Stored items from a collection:
=== Begin Enclosure ===

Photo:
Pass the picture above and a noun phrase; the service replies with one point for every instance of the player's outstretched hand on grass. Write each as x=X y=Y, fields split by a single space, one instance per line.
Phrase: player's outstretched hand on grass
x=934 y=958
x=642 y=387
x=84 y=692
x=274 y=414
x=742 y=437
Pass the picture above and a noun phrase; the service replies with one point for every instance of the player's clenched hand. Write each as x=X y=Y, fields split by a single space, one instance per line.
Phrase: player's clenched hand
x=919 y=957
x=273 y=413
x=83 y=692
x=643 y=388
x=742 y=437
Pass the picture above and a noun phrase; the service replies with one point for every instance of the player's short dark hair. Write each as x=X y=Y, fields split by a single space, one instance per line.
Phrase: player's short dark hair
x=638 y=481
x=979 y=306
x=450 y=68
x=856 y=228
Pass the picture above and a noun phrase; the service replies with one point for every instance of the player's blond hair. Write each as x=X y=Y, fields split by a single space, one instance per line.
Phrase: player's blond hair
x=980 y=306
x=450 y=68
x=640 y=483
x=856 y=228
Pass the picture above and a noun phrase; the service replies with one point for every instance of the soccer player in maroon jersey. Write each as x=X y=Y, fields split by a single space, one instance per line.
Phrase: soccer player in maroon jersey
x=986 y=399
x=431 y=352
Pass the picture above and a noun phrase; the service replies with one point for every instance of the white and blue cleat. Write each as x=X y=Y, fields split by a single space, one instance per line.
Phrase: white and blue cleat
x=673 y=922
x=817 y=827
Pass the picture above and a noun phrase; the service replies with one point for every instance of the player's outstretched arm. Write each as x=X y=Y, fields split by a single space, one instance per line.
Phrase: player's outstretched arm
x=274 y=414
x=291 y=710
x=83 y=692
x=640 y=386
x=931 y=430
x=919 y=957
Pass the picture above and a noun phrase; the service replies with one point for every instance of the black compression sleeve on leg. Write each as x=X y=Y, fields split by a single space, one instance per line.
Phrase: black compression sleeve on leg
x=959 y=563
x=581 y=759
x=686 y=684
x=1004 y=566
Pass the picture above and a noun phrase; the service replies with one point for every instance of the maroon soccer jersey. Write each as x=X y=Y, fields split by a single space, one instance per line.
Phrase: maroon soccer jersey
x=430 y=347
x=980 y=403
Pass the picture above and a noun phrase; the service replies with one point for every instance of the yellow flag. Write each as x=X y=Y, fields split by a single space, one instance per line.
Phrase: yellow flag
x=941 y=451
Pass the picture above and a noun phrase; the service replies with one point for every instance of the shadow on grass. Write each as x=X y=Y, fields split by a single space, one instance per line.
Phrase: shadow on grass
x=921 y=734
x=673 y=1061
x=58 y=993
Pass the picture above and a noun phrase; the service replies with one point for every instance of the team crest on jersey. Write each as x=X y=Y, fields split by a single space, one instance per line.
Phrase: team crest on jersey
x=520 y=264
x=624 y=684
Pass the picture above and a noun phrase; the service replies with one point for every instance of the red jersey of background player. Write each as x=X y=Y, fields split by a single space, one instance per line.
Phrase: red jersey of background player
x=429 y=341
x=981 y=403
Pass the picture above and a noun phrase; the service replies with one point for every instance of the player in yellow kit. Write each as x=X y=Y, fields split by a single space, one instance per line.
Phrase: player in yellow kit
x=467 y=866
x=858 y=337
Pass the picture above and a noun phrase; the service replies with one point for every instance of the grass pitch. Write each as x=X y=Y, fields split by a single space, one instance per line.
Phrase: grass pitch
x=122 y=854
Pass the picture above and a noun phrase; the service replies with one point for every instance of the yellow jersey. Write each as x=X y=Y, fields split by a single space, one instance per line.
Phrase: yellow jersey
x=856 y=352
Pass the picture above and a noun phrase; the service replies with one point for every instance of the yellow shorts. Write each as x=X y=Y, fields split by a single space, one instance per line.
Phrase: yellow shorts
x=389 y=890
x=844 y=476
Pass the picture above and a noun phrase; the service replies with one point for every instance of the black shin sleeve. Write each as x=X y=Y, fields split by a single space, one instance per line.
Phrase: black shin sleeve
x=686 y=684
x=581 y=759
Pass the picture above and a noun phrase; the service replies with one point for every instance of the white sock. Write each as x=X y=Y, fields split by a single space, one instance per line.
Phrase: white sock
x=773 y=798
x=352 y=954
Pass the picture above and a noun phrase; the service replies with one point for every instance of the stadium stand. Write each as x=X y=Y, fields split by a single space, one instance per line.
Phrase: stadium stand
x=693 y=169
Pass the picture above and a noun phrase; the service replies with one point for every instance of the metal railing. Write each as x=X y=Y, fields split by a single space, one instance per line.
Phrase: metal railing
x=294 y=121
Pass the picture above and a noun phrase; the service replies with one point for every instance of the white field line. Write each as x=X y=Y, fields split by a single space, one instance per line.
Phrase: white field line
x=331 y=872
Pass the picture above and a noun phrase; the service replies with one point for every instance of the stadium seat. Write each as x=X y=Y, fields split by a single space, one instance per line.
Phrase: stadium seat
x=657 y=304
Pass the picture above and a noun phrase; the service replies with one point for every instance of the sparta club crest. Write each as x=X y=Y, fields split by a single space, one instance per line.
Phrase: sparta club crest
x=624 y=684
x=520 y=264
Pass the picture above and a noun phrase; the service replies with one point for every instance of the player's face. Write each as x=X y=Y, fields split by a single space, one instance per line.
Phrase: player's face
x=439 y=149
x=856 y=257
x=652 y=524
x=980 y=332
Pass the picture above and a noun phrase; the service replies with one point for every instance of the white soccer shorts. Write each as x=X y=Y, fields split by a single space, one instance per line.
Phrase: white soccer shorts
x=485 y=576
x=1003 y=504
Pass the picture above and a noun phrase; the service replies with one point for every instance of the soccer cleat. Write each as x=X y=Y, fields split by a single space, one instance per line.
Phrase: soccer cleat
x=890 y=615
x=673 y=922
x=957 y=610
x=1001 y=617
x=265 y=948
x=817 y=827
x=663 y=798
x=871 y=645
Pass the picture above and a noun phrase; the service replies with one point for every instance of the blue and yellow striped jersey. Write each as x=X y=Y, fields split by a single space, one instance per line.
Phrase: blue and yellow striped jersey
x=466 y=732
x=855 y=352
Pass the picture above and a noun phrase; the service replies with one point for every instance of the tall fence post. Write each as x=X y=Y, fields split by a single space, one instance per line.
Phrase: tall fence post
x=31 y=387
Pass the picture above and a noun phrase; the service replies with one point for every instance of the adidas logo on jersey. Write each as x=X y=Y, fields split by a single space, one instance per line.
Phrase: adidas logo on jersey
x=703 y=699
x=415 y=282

=== End Enclosure ===
=== Begin Enclosure ===

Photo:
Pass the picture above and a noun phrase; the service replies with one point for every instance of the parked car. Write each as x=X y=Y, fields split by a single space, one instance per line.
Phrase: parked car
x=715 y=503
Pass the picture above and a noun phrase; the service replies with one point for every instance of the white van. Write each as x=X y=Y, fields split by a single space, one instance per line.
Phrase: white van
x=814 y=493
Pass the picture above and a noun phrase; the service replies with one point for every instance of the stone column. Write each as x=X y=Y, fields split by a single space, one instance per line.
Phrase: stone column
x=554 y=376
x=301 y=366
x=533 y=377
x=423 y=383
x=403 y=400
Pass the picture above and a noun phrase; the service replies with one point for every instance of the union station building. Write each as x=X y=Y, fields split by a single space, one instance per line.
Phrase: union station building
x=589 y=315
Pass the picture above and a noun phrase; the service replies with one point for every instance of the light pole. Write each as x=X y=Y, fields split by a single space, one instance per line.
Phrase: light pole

=== End Enclosure ===
=== Begin Enclosure ===

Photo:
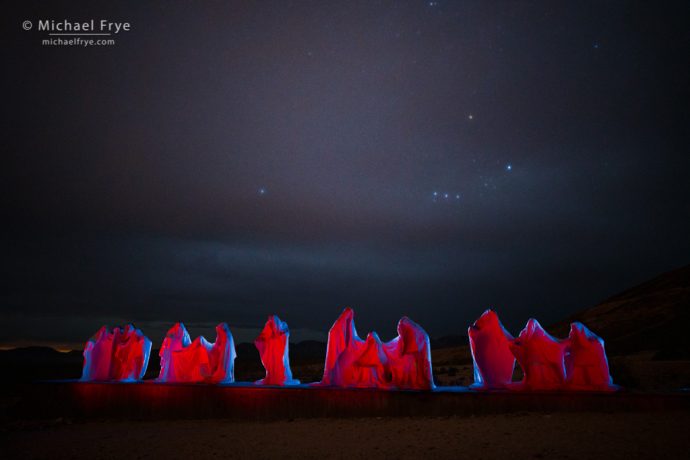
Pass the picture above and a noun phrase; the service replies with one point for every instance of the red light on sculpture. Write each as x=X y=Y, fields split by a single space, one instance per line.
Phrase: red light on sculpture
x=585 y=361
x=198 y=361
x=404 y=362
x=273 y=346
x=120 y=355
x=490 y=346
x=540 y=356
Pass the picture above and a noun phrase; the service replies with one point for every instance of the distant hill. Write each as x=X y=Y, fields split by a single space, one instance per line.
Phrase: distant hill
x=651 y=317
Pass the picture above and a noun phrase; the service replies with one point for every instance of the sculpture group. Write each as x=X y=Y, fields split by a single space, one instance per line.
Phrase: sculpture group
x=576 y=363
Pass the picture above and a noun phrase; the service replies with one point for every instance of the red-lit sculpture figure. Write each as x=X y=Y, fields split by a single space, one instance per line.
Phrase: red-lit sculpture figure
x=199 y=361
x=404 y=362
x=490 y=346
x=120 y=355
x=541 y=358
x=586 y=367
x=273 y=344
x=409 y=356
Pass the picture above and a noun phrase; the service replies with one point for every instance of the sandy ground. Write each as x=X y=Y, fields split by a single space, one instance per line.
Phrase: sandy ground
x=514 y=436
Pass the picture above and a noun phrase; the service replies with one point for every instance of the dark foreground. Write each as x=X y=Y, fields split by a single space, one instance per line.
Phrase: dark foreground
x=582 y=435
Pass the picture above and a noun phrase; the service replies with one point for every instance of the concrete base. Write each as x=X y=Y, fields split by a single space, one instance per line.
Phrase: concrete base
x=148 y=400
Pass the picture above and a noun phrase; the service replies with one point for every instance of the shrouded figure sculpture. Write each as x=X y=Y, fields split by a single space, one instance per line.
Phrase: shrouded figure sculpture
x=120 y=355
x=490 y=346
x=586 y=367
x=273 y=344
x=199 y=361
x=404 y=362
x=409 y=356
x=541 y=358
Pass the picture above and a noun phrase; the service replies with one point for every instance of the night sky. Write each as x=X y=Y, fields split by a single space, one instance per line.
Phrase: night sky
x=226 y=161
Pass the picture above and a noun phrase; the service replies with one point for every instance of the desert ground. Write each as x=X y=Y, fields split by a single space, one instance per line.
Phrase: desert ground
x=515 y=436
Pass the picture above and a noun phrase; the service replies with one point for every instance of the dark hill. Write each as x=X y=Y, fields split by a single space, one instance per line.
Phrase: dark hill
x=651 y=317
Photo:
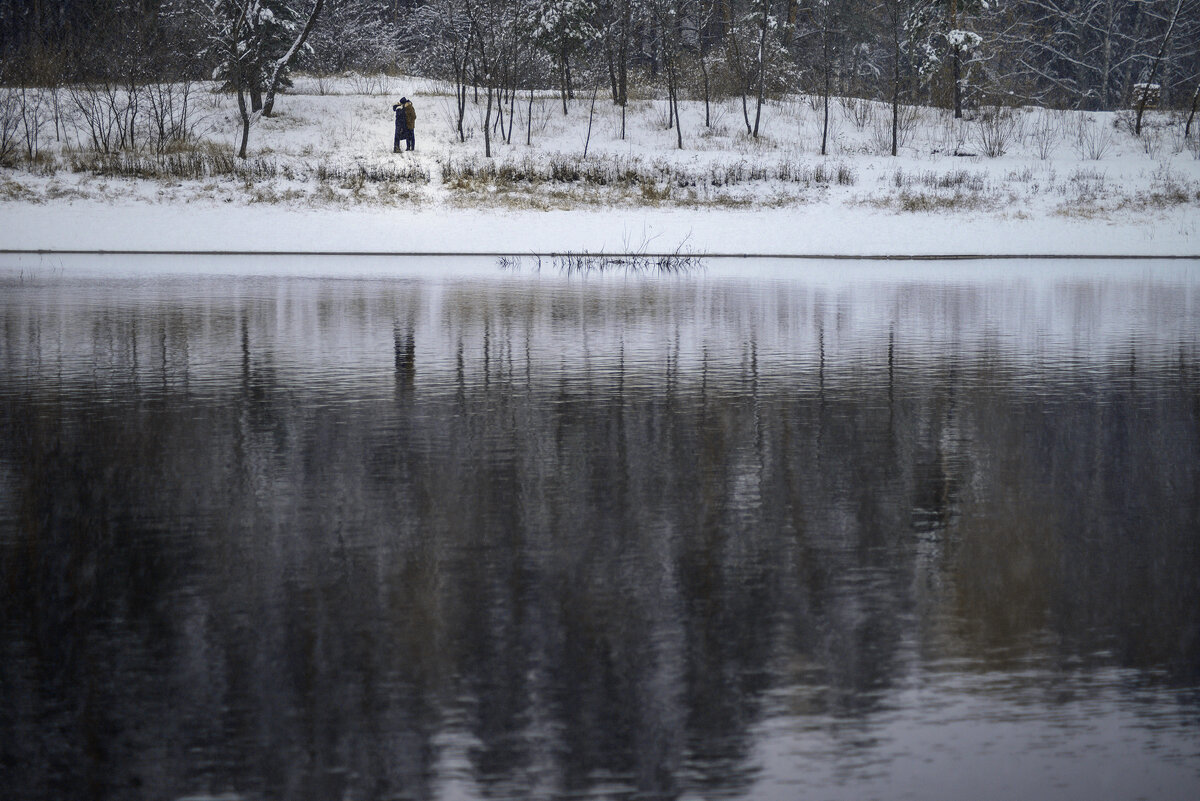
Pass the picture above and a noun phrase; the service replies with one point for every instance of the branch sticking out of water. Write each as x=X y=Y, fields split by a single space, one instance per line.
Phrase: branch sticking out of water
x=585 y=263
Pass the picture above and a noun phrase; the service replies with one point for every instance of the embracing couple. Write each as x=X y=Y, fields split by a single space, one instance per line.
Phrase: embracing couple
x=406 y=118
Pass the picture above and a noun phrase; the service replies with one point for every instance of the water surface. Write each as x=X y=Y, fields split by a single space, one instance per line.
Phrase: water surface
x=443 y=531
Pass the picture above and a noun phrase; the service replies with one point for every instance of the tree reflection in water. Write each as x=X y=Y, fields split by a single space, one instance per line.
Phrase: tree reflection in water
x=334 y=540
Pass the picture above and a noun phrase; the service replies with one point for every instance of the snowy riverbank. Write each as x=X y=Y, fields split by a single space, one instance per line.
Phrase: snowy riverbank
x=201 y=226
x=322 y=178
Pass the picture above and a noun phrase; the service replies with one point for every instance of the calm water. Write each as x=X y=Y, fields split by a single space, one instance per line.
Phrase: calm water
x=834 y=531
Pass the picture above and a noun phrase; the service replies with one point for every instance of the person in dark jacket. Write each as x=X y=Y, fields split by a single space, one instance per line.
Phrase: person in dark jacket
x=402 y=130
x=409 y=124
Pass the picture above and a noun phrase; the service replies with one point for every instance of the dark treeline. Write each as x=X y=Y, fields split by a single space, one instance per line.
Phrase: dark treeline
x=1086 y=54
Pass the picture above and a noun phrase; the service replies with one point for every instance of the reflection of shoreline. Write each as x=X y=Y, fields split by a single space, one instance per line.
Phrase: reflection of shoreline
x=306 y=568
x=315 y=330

=== End Enclosure ===

EXERCISE AIM: Write down, word for word, the lines above from the one containing "Phrase: sparta club crest" through the one containing "of the tall", both ends included.

TASK RESULT:
Phrase: sparta club crest
x=624 y=684
x=520 y=264
Pass the picture above and a noun phrase; the service replies with one point for every instance of the player's face. Write each as x=X y=Y, fields split by a single space, one instance per line.
Phrase: player's face
x=439 y=149
x=856 y=257
x=652 y=524
x=980 y=332
Pass the picture above and a noun phrase; the service replies with one point for every instance of the white soccer shorts. Write each as x=X y=Y, fields split by a single space, one instance per line.
Phrase: white soccer shorts
x=485 y=576
x=1003 y=504
Pass the picture above and a noun phrase; the service replies with one point for every instance of the soccer cleat. Write each as x=X y=Y, fields split by a single space, one instance per line.
Phrase: soccer cleat
x=890 y=615
x=673 y=922
x=957 y=610
x=1001 y=617
x=265 y=948
x=817 y=827
x=663 y=798
x=871 y=645
Pass the picture above and a noun phrase; the service replies with one point for every instance of the blue and yellow striped jersey. Write each as x=X y=Y, fields split by a single space, one instance per line.
Phrase: blue and yellow striped jersey
x=466 y=732
x=855 y=352
Pass the picture above and a noun phrase; the service replies with one point for every instance of the tall fence post. Write each as x=X y=Y, fields split by a single space, one instance per line.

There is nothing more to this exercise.